Text provided
»»

[XML-SIG] Processing xml files with ISO 8859-1 chars
Martin v. Loewis
martin@v.loewis.de
Thu, 8 Nov 2001 10:59:32 +0100
> Sorry I don't know about all encodings. I don't think that there is a
> principal problem to define encodings that use x00 for 'a'.
Well, there is: It wouldn't be an ASCII superset. Most real-life
encodings are ASCII supersets, unless they are EBCDIC
superset. Anything else would not survive long (except for special
markets, such as GSM short messages).
*This* specific encoding would have another problem: it wouldn't be C
compatible, since the \0 byte terminates a string, independent of the
encoding.
> I would speak of an encoding error if the content of a xml text is
> erroneous with respect to the provided encoding info.
> So
> <?xml version="1.0" encoding="iso-8859-1"?>
> <bla>\129</bla>
> (where \... stands for the byte with decimal number ...)
> is incorrect, since \129 is not defined in iso-8859-1.

««

Supplied data
»»

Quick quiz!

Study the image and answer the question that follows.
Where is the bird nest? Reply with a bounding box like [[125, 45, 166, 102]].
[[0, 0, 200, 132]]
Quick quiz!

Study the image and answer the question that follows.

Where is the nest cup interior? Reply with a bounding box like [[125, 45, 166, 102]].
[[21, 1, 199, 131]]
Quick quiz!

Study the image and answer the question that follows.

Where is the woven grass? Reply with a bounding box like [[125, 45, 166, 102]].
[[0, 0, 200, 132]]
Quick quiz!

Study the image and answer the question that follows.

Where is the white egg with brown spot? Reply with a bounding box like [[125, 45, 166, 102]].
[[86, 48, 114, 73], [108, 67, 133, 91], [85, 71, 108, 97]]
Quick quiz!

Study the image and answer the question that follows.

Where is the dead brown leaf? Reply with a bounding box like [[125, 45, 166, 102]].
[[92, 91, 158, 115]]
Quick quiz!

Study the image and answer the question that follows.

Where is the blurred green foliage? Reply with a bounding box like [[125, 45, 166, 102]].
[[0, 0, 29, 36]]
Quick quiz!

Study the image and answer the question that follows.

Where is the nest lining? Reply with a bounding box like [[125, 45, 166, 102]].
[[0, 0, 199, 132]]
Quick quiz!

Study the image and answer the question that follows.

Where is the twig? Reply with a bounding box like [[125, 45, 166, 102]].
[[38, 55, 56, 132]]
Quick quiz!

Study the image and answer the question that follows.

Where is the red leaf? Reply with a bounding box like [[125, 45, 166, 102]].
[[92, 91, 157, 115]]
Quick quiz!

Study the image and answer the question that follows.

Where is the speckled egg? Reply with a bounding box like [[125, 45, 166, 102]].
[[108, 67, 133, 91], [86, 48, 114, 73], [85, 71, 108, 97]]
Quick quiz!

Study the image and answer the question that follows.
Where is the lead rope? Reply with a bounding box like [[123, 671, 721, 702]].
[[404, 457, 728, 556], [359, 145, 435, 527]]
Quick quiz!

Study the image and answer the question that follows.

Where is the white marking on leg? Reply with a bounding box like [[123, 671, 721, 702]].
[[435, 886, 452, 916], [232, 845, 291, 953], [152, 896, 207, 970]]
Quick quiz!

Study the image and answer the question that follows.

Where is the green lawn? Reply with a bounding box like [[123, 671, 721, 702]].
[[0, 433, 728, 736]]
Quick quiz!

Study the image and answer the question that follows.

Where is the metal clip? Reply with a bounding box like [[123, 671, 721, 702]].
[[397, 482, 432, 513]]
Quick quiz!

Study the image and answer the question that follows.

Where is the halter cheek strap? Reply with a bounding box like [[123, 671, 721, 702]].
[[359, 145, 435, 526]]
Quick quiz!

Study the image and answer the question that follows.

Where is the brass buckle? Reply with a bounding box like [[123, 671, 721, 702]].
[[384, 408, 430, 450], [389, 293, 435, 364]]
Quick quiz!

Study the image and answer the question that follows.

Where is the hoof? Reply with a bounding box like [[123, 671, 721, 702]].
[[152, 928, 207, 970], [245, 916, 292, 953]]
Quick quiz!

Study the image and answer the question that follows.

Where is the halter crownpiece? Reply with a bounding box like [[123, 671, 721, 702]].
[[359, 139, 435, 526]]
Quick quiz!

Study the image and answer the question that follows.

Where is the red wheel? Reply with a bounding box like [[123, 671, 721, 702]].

««

Parts of the exercise
1. In the mailing list message about XML encodings, translate this sentence into Spanish: "Anything else would not survive long (except for special markets, such as GSM short messages)."
2. From the mailing list message about XML encodings, retype the passage starting with "Well, there is: It" and going on through "GSM short messages).".
3. Answer these questions from the mailing list message about XML encodings, one answer per line:
(a) What date was the message sent?
(b) According to the message, what does the \0 byte do in C?
(c) Which encoding does the sample XML declaration name?

Response list
1. Cualquier otra cosa no sobreviviría mucho tiempo (salvo en mercados especiales, como los mensajes cortos GSM).

2.
Well, there is: It wouldn't be an ASCII superset. Most real-life
encodings are ASCII supersets, unless they are EBCDIC
superset. Anything else would not survive long (except for special
markets, such as GSM short messages).

3.
(a) Thursday, 8 November 2001
(b) It terminates a string, independent of the encoding.
(c) iso-8859-1